● EXCERPT PROVIDED
· · · · ·
Tanba Tetsuro

Jim Harper jimharper666
Tue Sep 26 04:38:58 EDT 2006

That's a real shame. Like Donald Pleasence, Tanba had the ability to give a film some entertainment value just by appearing in it. The films themselves weren't always great, but it was fun waiting for his appearance. He will be missed.
  Jim Harper.

Aaron Gerow <aaron.gerow at yale.edu> wrote:
  All the news services are reporting that the actor Tanba Tetsuro died 
on the 24th of pneumonia. He was 84.

Tanba was one of the most singular, impressive actors on the Japanese, 
so forceful that he sometimes, probably to his own delight, bordered on 
self-parody. He graduated from Chuo University and entered Shintoho in 
1952, first appearing in the gang movie Satsujin yogisha, and working 
in many of the Shintoho genres such as war films (Meiji Tenno to 
Nichiro daisenso) and kaidan (Nakagawa's Kaidan kasanegafuchi). His 
height, long, thin face, and low voice made him especially suited for 
bad guys in yakuza movies, jidaigeki and even kaidan. He first made a 
real impression for his style and acting range after he left Toho and 
started appearing in the films of new wave directors like Imamura 
Shohei (Buta to gunkan) and Shinoda Masahiro (Ansatsu), even though his 
mainstay was still in genre pictures directed by Fukasaku, Ishii Teruo, 
and Gosha. He was simply an essential foil for many of Japan's stars.
· · · · ·
● INFORMATION SUPPLIED

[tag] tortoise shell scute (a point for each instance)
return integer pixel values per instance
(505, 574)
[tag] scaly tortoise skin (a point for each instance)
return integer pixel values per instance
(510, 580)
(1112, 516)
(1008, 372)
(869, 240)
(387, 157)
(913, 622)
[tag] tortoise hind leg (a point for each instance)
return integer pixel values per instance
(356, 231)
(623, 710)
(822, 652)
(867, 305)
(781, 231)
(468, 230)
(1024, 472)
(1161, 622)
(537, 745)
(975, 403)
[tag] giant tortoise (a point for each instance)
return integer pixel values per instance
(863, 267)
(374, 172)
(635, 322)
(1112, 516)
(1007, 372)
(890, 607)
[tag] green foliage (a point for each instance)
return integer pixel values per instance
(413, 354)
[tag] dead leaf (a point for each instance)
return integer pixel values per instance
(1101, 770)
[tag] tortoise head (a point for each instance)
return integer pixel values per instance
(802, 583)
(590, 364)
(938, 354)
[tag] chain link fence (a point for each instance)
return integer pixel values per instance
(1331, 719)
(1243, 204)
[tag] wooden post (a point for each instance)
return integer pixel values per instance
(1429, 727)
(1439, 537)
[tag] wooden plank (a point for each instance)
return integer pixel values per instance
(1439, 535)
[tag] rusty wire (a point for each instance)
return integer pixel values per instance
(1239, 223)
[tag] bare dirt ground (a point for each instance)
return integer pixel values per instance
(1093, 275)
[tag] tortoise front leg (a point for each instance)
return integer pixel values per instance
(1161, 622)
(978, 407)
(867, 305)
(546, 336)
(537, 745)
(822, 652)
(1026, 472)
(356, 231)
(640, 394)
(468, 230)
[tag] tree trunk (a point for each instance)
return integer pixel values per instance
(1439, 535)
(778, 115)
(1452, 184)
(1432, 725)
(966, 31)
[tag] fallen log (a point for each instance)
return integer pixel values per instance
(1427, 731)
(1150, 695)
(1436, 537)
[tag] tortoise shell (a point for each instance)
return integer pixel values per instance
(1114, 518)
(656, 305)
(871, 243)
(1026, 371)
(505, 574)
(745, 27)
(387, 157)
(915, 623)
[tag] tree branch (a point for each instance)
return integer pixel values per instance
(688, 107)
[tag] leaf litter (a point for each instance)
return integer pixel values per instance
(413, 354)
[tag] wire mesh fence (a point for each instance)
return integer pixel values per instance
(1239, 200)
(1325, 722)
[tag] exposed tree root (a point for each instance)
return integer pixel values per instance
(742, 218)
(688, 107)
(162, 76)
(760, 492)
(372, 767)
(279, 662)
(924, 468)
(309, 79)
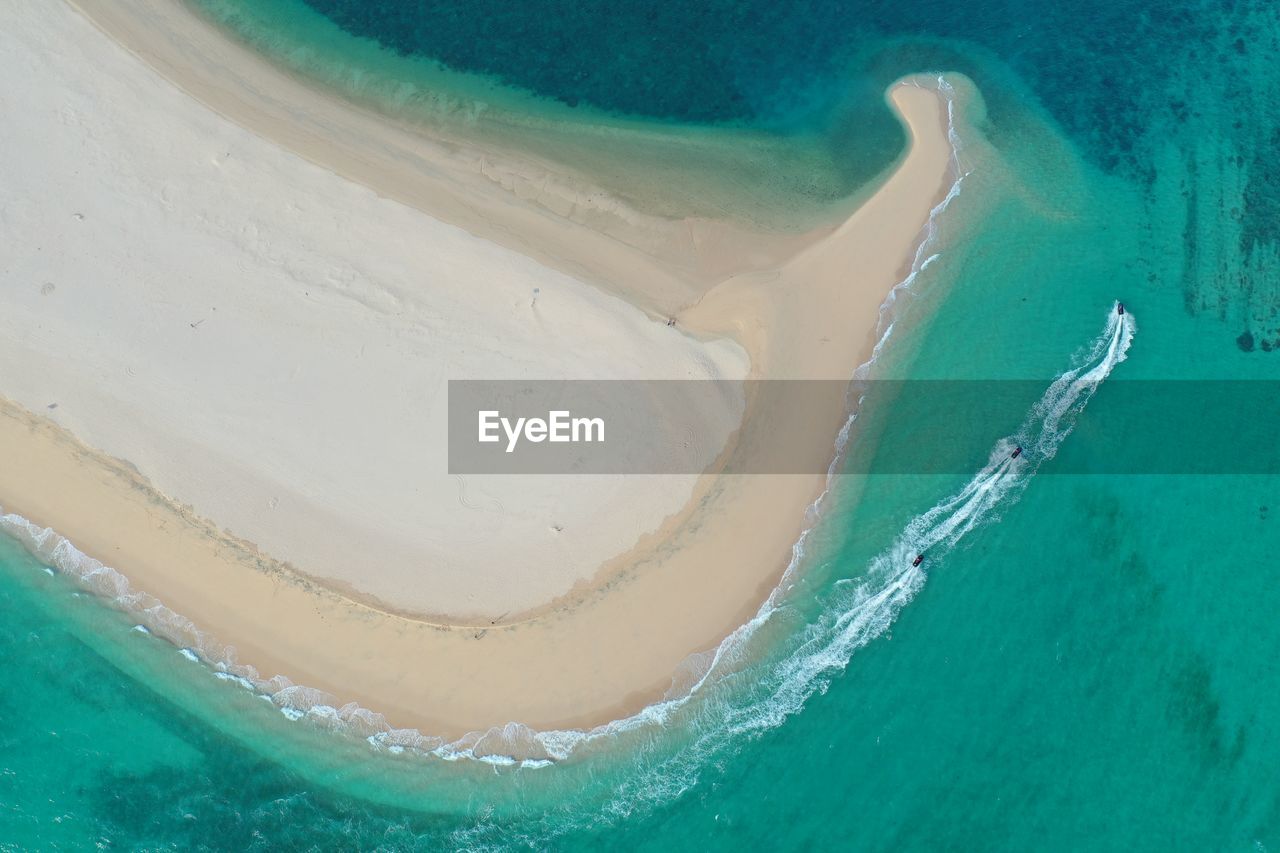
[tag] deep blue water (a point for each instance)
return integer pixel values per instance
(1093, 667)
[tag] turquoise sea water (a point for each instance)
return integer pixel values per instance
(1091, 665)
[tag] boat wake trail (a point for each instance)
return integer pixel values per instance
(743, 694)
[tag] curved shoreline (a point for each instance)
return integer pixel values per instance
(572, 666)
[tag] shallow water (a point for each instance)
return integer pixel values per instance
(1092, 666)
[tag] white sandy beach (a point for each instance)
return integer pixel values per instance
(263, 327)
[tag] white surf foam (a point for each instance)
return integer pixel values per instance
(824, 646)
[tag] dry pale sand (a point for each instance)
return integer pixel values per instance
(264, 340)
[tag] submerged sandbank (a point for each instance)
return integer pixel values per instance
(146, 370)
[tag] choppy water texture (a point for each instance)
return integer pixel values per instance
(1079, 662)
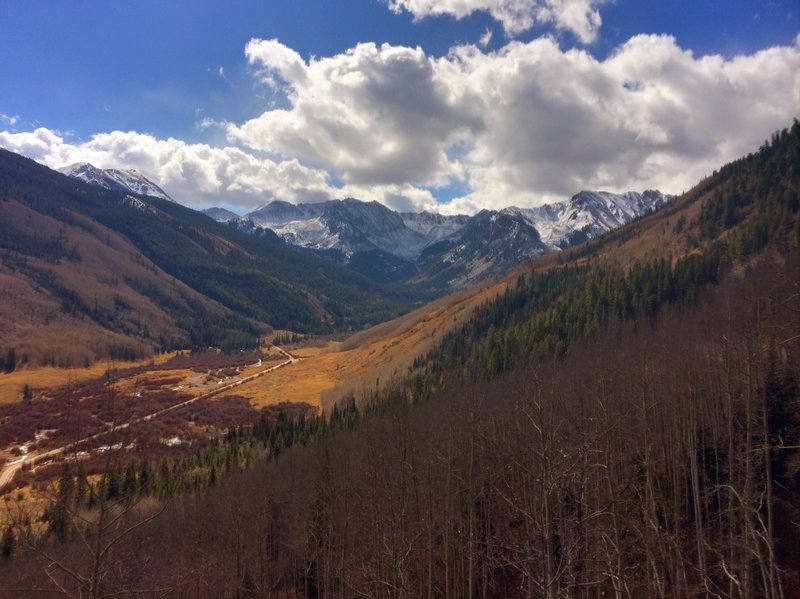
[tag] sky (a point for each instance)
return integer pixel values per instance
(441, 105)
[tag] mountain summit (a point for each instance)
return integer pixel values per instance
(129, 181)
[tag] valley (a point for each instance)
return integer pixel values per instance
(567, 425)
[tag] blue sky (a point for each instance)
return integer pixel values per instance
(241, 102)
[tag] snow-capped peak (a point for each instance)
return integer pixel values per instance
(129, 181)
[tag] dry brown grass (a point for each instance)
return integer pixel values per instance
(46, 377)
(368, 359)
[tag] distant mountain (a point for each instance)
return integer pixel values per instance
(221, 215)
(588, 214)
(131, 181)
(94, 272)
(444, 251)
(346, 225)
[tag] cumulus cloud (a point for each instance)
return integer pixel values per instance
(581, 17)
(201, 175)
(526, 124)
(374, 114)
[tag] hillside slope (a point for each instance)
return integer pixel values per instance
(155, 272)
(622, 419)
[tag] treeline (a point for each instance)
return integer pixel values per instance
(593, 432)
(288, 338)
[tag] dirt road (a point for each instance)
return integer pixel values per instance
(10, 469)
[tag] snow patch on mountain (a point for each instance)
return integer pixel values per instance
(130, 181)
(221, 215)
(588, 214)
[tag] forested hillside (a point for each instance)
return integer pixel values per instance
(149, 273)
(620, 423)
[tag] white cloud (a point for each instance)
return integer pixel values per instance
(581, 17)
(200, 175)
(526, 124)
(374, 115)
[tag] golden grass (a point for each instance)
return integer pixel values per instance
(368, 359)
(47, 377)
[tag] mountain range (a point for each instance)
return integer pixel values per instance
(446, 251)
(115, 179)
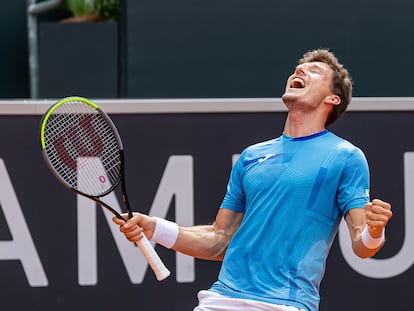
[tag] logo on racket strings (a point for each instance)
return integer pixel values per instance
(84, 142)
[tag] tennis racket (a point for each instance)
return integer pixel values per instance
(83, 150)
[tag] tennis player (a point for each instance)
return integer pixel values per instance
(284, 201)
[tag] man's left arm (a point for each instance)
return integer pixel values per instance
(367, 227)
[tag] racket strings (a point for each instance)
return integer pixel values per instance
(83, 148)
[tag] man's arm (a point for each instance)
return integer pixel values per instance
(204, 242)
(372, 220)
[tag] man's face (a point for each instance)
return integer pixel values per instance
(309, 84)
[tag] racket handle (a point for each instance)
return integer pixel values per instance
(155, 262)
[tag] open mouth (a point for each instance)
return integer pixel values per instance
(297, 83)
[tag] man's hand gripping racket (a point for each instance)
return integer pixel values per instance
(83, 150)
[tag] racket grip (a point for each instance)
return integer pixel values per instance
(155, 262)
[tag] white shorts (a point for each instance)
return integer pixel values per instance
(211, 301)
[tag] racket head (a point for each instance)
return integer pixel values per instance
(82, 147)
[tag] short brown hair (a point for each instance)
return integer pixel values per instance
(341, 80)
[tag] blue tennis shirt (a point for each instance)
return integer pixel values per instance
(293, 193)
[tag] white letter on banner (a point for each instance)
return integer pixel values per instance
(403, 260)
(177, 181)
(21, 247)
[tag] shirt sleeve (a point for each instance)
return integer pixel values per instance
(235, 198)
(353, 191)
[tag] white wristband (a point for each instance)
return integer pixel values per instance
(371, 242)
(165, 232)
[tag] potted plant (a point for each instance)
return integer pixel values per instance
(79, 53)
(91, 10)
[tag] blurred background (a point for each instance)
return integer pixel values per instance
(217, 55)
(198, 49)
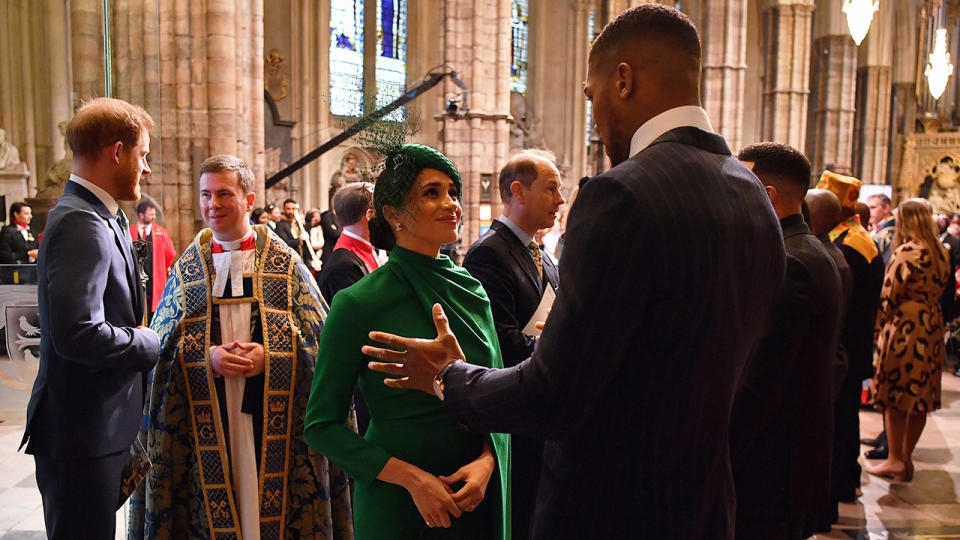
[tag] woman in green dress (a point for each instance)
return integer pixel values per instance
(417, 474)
· · · · ·
● TASK REQUIREMENTS
A - According to the post on Tanba Tetsuro, which university did he graduate from?
B - Rewrite the post on Tanba Tetsuro from "That's a real" up to and including "will be missed.", replacing "shame" with "loss".
C - Continue the post on Tanba Tetsuro from its last sentence.
The material above is separate from the post on Tanba Tetsuro.

● ANSWERS GIVEN
A - Chuo University.

B -
That's a real loss. Like Donald Pleasence, Tanba had the ability to give a film some entertainment value just by appearing in it. The films themselves weren't always great, but it was fun waiting for his appearance. He will be missed.

C -
His skills in English brought him roles in a number of foreign films, 
including most famously, the James Bond film You Only Live Twice. He 
was also a mainstay on television, starring in such series as G-Men 75. 
He was central to many of the big hits of the 1970s, such as Nihon 
chinbotsu, Suna no utsuwa, Shinkansen daibakuha, Ningen kakumei, etc.

Tanba was quite versatile, directing a couple pictures, starting with 
Korera no shiro in 1964, and producing others, including Sanbiki no 
samurai. He is most famous (notorious?) for his interest in the world 
after death and published many of his thoughts on the subject in book 
form, which eventually appeared on screen as the three Daireikai films, 
which featured his name in the title.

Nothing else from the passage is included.